Extracted records
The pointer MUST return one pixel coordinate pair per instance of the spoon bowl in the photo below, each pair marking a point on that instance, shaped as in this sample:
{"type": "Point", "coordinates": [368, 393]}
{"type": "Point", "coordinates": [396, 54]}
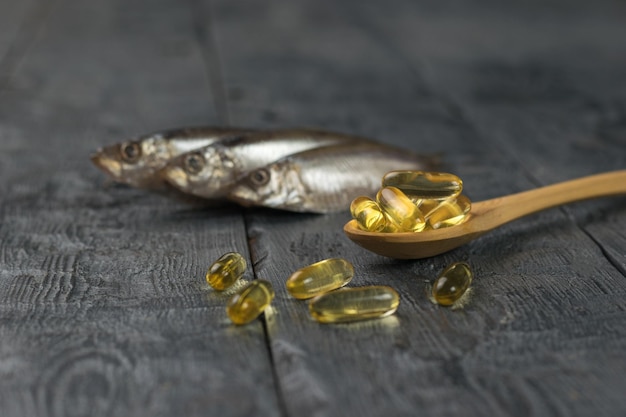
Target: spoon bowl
{"type": "Point", "coordinates": [486, 216]}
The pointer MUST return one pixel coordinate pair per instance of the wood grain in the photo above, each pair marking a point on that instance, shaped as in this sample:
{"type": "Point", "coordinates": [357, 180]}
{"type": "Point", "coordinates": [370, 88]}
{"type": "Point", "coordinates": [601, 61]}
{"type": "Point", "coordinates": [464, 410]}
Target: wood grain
{"type": "Point", "coordinates": [521, 346]}
{"type": "Point", "coordinates": [103, 309]}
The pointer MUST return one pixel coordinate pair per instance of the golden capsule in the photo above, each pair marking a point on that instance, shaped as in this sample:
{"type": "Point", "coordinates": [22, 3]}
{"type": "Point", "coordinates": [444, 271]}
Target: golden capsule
{"type": "Point", "coordinates": [400, 210]}
{"type": "Point", "coordinates": [226, 271]}
{"type": "Point", "coordinates": [368, 214]}
{"type": "Point", "coordinates": [352, 304]}
{"type": "Point", "coordinates": [448, 213]}
{"type": "Point", "coordinates": [250, 301]}
{"type": "Point", "coordinates": [319, 278]}
{"type": "Point", "coordinates": [425, 185]}
{"type": "Point", "coordinates": [452, 283]}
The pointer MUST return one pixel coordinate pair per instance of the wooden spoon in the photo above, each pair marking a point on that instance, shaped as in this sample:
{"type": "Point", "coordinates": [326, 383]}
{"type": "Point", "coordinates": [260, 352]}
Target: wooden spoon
{"type": "Point", "coordinates": [486, 216]}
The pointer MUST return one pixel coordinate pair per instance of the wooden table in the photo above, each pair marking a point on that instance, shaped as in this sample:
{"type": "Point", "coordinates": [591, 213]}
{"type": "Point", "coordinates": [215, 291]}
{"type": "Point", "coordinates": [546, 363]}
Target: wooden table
{"type": "Point", "coordinates": [103, 308]}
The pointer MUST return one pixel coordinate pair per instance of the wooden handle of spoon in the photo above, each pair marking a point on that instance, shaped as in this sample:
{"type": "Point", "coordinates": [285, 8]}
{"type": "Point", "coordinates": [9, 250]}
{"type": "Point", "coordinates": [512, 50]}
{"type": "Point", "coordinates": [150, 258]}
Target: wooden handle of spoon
{"type": "Point", "coordinates": [499, 211]}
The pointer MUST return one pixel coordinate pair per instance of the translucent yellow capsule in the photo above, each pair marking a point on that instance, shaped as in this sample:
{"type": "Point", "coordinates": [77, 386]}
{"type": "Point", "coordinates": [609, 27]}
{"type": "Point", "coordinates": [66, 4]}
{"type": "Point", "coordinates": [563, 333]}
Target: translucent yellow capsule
{"type": "Point", "coordinates": [319, 278]}
{"type": "Point", "coordinates": [448, 213]}
{"type": "Point", "coordinates": [368, 214]}
{"type": "Point", "coordinates": [226, 271]}
{"type": "Point", "coordinates": [250, 301]}
{"type": "Point", "coordinates": [400, 210]}
{"type": "Point", "coordinates": [452, 283]}
{"type": "Point", "coordinates": [426, 206]}
{"type": "Point", "coordinates": [352, 304]}
{"type": "Point", "coordinates": [425, 185]}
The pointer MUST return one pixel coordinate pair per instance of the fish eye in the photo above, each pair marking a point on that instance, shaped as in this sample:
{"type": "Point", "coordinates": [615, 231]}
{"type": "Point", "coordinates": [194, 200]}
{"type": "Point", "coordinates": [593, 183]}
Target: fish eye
{"type": "Point", "coordinates": [130, 151]}
{"type": "Point", "coordinates": [194, 163]}
{"type": "Point", "coordinates": [260, 177]}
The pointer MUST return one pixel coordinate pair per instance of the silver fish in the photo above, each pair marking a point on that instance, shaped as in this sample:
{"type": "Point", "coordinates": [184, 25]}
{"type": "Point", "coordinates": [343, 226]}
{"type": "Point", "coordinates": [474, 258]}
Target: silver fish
{"type": "Point", "coordinates": [211, 171]}
{"type": "Point", "coordinates": [325, 179]}
{"type": "Point", "coordinates": [138, 161]}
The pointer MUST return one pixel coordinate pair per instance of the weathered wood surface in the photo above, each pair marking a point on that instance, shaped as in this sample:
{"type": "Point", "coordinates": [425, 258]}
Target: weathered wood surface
{"type": "Point", "coordinates": [102, 306]}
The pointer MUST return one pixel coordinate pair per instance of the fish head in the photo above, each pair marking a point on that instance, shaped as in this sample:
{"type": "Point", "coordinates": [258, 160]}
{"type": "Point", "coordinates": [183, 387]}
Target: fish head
{"type": "Point", "coordinates": [134, 162]}
{"type": "Point", "coordinates": [207, 172]}
{"type": "Point", "coordinates": [277, 185]}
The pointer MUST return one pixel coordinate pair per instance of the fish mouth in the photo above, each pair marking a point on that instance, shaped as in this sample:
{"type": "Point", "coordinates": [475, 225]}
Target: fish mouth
{"type": "Point", "coordinates": [108, 165]}
{"type": "Point", "coordinates": [176, 176]}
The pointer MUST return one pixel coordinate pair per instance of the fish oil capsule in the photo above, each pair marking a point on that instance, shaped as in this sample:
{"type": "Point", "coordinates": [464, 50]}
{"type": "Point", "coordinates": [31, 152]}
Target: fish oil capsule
{"type": "Point", "coordinates": [400, 210]}
{"type": "Point", "coordinates": [448, 213]}
{"type": "Point", "coordinates": [426, 206]}
{"type": "Point", "coordinates": [226, 271]}
{"type": "Point", "coordinates": [425, 185]}
{"type": "Point", "coordinates": [352, 304]}
{"type": "Point", "coordinates": [319, 278]}
{"type": "Point", "coordinates": [250, 301]}
{"type": "Point", "coordinates": [452, 283]}
{"type": "Point", "coordinates": [368, 214]}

*WHAT IS EXPECTED*: Give back every entry in full, exactly as written, with no picture included.

*YOUR SOLUTION*:
The pointer MUST return one pixel coordinate pair per instance of the spoon bowl in the photo below, each pair marking a point on that instance, shaped as in this sample:
{"type": "Point", "coordinates": [368, 393]}
{"type": "Point", "coordinates": [396, 54]}
Target: spoon bowl
{"type": "Point", "coordinates": [486, 216]}
The pointer MUST return one pixel coordinate pair per instance of the wood grain in the photo above, each pair marking a point on that instance, shaped as in this sample:
{"type": "Point", "coordinates": [357, 180]}
{"type": "Point", "coordinates": [370, 88]}
{"type": "Point", "coordinates": [601, 61]}
{"type": "Point", "coordinates": [464, 410]}
Target: wood grain
{"type": "Point", "coordinates": [521, 346]}
{"type": "Point", "coordinates": [103, 309]}
The pointer MUST return one pixel coordinate pair per instance of the golden capsule in the photo above, each pair marking a point on that instance, shaped as in this sample:
{"type": "Point", "coordinates": [22, 3]}
{"type": "Point", "coordinates": [444, 271]}
Target: golden capsule
{"type": "Point", "coordinates": [400, 210]}
{"type": "Point", "coordinates": [226, 271]}
{"type": "Point", "coordinates": [368, 214]}
{"type": "Point", "coordinates": [352, 304]}
{"type": "Point", "coordinates": [448, 213]}
{"type": "Point", "coordinates": [250, 301]}
{"type": "Point", "coordinates": [319, 278]}
{"type": "Point", "coordinates": [425, 185]}
{"type": "Point", "coordinates": [452, 283]}
The pointer MUST return one pixel coordinate pair per instance of the wooden spoon in the photo above, each pair marking a point on that instance, shaped as in this sample:
{"type": "Point", "coordinates": [326, 383]}
{"type": "Point", "coordinates": [260, 352]}
Target: wooden spoon
{"type": "Point", "coordinates": [486, 216]}
The pointer MUST return one pixel coordinate pair per instance of the wooden table in the photo above, each pair marking a point on that instance, shaped as in this sample:
{"type": "Point", "coordinates": [591, 213]}
{"type": "Point", "coordinates": [215, 291]}
{"type": "Point", "coordinates": [546, 363]}
Target: wooden table
{"type": "Point", "coordinates": [103, 308]}
The pointer MUST return one pixel coordinate pair per instance of the wooden handle of spoon in the photo above, each pair marking a point on that instance, shaped as in this sample:
{"type": "Point", "coordinates": [285, 8]}
{"type": "Point", "coordinates": [9, 250]}
{"type": "Point", "coordinates": [512, 50]}
{"type": "Point", "coordinates": [150, 258]}
Target: wooden handle of spoon
{"type": "Point", "coordinates": [499, 211]}
The pointer MUST return one pixel coordinate pair per instance of the translucent yellow capsule in the photo above, each pair marking a point on that instance, shaped as in this sample:
{"type": "Point", "coordinates": [77, 386]}
{"type": "Point", "coordinates": [609, 27]}
{"type": "Point", "coordinates": [66, 4]}
{"type": "Point", "coordinates": [563, 333]}
Target: translucent yellow capsule
{"type": "Point", "coordinates": [319, 278]}
{"type": "Point", "coordinates": [448, 213]}
{"type": "Point", "coordinates": [368, 214]}
{"type": "Point", "coordinates": [226, 271]}
{"type": "Point", "coordinates": [250, 301]}
{"type": "Point", "coordinates": [400, 210]}
{"type": "Point", "coordinates": [452, 283]}
{"type": "Point", "coordinates": [426, 206]}
{"type": "Point", "coordinates": [352, 304]}
{"type": "Point", "coordinates": [425, 185]}
The pointer MUST return one pixel coordinate pair per instance of the fish eye in the photo above, each pair marking a point on that instance, shaped as in this sample:
{"type": "Point", "coordinates": [615, 231]}
{"type": "Point", "coordinates": [194, 200]}
{"type": "Point", "coordinates": [593, 183]}
Target: fish eye
{"type": "Point", "coordinates": [130, 151]}
{"type": "Point", "coordinates": [194, 163]}
{"type": "Point", "coordinates": [260, 177]}
The pointer MUST return one pixel coordinate pair per instance of the silver fish in the photo above, each pair marking a point on that instance, shaped as in this sample:
{"type": "Point", "coordinates": [184, 25]}
{"type": "Point", "coordinates": [343, 226]}
{"type": "Point", "coordinates": [474, 258]}
Target: silver fish
{"type": "Point", "coordinates": [211, 171]}
{"type": "Point", "coordinates": [325, 179]}
{"type": "Point", "coordinates": [138, 161]}
The pointer MUST return one pixel coordinate pair per instance of the weathered wood surface in the photo above, each pair marking a point on that instance, shaped as in this sample:
{"type": "Point", "coordinates": [425, 258]}
Target: weathered wood surface
{"type": "Point", "coordinates": [102, 306]}
The pointer MUST return one pixel coordinate pair per instance of the fish head in the photo above, each pair marking a point on that instance, shaped as in this sample:
{"type": "Point", "coordinates": [258, 160]}
{"type": "Point", "coordinates": [183, 387]}
Target: fish head
{"type": "Point", "coordinates": [134, 162]}
{"type": "Point", "coordinates": [207, 172]}
{"type": "Point", "coordinates": [277, 185]}
The pointer MUST return one pixel coordinate pair per instance of the fish mouth in the photo above, each pair marking a point on that instance, shaped as in this sample:
{"type": "Point", "coordinates": [475, 225]}
Target: fish mouth
{"type": "Point", "coordinates": [108, 165]}
{"type": "Point", "coordinates": [176, 176]}
The pointer MUST return one pixel coordinate pair per instance of the fish oil capsule in the photo above, each pair marking a point on that instance, shaped as in this sample:
{"type": "Point", "coordinates": [464, 50]}
{"type": "Point", "coordinates": [31, 152]}
Target: fish oil capsule
{"type": "Point", "coordinates": [400, 210]}
{"type": "Point", "coordinates": [448, 213]}
{"type": "Point", "coordinates": [426, 206]}
{"type": "Point", "coordinates": [226, 271]}
{"type": "Point", "coordinates": [425, 185]}
{"type": "Point", "coordinates": [352, 304]}
{"type": "Point", "coordinates": [319, 278]}
{"type": "Point", "coordinates": [250, 301]}
{"type": "Point", "coordinates": [452, 283]}
{"type": "Point", "coordinates": [368, 214]}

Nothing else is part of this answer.